Direktur Jasa Kelautan Kementerian Kelautan dan Perikanan Miftahul Huda mengemukakan, pemanfaatan pasir laut untuk reklamasi dinilai mendatangkan dua komponen penerimaan PNBP, yakni dari tarif PNBP untuk harga pasir laut dan tarif izin reklamasi.
”Jadi,m, negara seharusnya mendapatkan keuntungan lebih besar,” katanya saat dihubungi, Rabu (21/6/2023), di sela-sela acara Diskusi Mitigasi Ancaman Degradasi dan Pengelolaan Wilayah laut dan Pesisir untuk Menjamin Pemenuhan Hak Asasi Warga Negara terhadap Manfaat Wilayah Pesisir yang diselenggarakan Kesatuan Pelajar, Pemuda dan Mahasiswa Indonesia (KPPMPI).

DATA MENTAH:
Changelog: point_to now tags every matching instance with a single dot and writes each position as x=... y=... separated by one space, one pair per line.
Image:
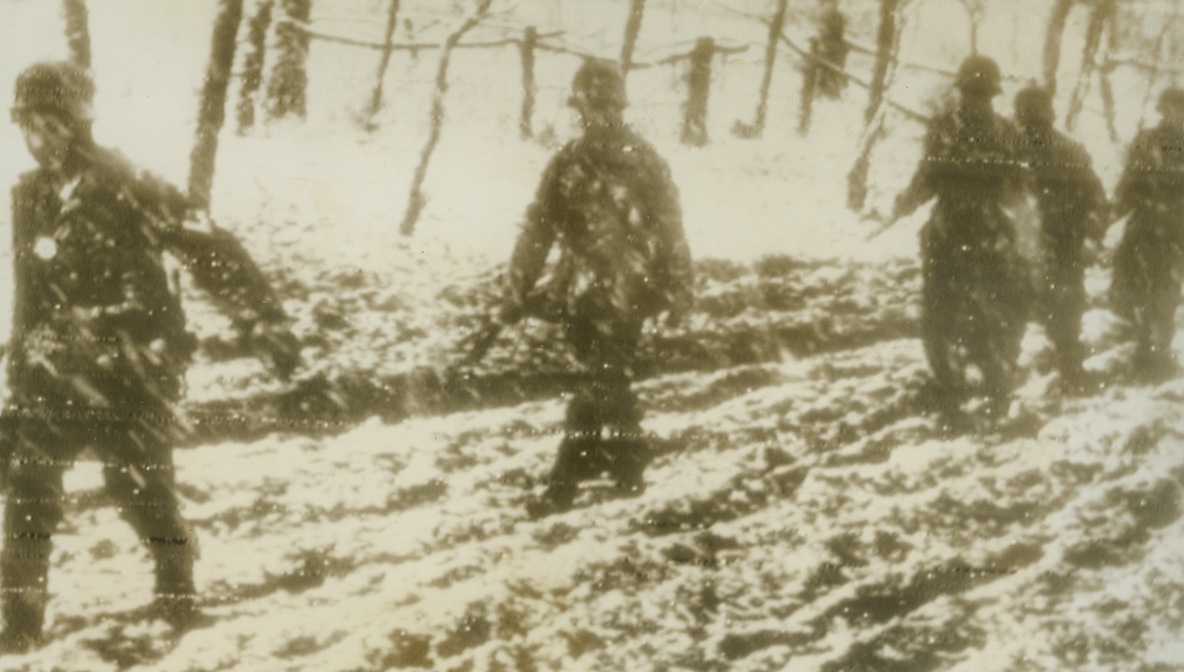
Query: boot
x=630 y=457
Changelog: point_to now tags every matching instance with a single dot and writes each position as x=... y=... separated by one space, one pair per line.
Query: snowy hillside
x=804 y=511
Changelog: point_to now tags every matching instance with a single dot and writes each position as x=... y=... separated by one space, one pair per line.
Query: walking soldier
x=1149 y=263
x=98 y=346
x=1073 y=208
x=607 y=202
x=976 y=289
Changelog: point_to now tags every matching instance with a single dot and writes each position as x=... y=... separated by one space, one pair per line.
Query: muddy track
x=803 y=512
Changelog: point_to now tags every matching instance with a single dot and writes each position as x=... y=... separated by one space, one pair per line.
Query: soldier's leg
x=579 y=451
x=33 y=510
x=140 y=477
x=938 y=337
x=1063 y=310
x=625 y=446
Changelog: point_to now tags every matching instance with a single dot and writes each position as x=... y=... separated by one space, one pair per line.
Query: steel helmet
x=979 y=75
x=598 y=84
x=58 y=85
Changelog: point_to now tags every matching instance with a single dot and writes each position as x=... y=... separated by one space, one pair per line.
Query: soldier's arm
x=23 y=226
x=534 y=243
x=219 y=265
x=920 y=188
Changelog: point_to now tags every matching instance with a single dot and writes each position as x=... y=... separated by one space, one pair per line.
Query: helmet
x=1171 y=101
x=1034 y=104
x=979 y=75
x=60 y=85
x=598 y=84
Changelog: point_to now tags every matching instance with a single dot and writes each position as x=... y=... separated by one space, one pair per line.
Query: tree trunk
x=375 y=104
x=885 y=38
x=252 y=65
x=1104 y=79
x=526 y=49
x=766 y=78
x=1053 y=42
x=632 y=28
x=213 y=101
x=289 y=78
x=416 y=200
x=857 y=176
x=77 y=31
x=699 y=88
x=1099 y=18
x=1157 y=57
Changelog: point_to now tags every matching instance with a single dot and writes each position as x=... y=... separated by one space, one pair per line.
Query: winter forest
x=804 y=511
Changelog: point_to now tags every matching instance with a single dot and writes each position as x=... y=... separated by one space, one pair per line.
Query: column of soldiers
x=100 y=347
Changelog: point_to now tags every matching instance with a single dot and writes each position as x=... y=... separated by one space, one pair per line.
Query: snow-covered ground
x=803 y=511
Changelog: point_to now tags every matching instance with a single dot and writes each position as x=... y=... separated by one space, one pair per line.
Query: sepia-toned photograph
x=592 y=335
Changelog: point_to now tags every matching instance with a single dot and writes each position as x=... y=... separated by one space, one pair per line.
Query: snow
x=802 y=512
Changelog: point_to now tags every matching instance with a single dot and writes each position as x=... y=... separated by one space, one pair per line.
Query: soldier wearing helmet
x=1073 y=210
x=607 y=202
x=975 y=286
x=1149 y=263
x=98 y=343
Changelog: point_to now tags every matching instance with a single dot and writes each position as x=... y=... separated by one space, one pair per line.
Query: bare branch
x=416 y=200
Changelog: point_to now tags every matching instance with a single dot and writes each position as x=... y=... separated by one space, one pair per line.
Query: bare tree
x=766 y=79
x=252 y=64
x=77 y=31
x=375 y=104
x=1053 y=38
x=857 y=176
x=213 y=101
x=632 y=28
x=975 y=11
x=1099 y=19
x=886 y=36
x=416 y=200
x=289 y=78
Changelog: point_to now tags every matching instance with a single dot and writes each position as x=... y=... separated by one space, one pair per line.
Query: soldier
x=607 y=201
x=1149 y=263
x=975 y=292
x=98 y=344
x=1073 y=208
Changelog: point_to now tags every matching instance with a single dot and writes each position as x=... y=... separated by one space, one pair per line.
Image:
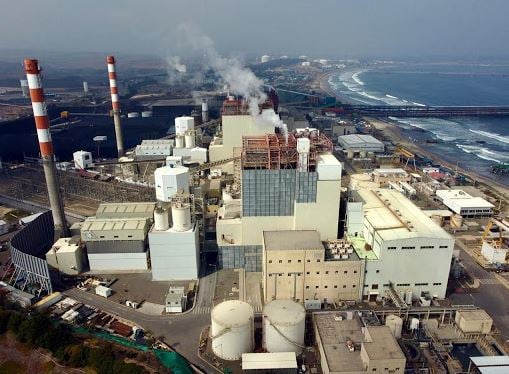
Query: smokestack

TUGAS PENGERJAAN:
1 - Kutiplah bagian penggalan dokumen mulai dari "Direktur Jasa Kelautan" sampai dengan "Mahasiswa Indonesia (KPPMPI)." tanpa mengubah satu kata pun.
2 - Berdasarkan penggalan dokumen, jelaskan dalam satu sampai tiga kalimat mengapa negara seharusnya mendapatkan keuntungan lebih besar dari pemanfaatan pasir laut untuk reklamasi.

PEMBAHASAN JAWABAN:
1 -
Direktur Jasa Kelautan Kementerian Kelautan dan Perikanan Miftahul Huda mengemukakan, pemanfaatan pasir laut untuk reklamasi dinilai mendatangkan dua komponen penerimaan PNBP, yakni dari tarif PNBP untuk harga pasir laut dan tarif izin reklamasi.
”Jadi,m, negara seharusnya mendapatkan keuntungan lebih besar,” katanya saat dihubungi, Rabu (21/6/2023), di sela-sela acara Diskusi Mitigasi Ancaman Degradasi dan Pengelolaan Wilayah laut dan Pesisir untuk Menjamin Pemenuhan Hak Asasi Warga Negara terhadap Manfaat Wilayah Pesisir yang diselenggarakan Kesatuan Pelajar, Pemuda dan Mahasiswa Indonesia (KPPMPI).

2 - Pemanfaatan pasir laut untuk reklamasi dinilai mendatangkan dua komponen penerimaan PNBP. Komponen pertama berasal dari tarif PNBP untuk harga pasir laut, dan komponen kedua dari tarif izin reklamasi.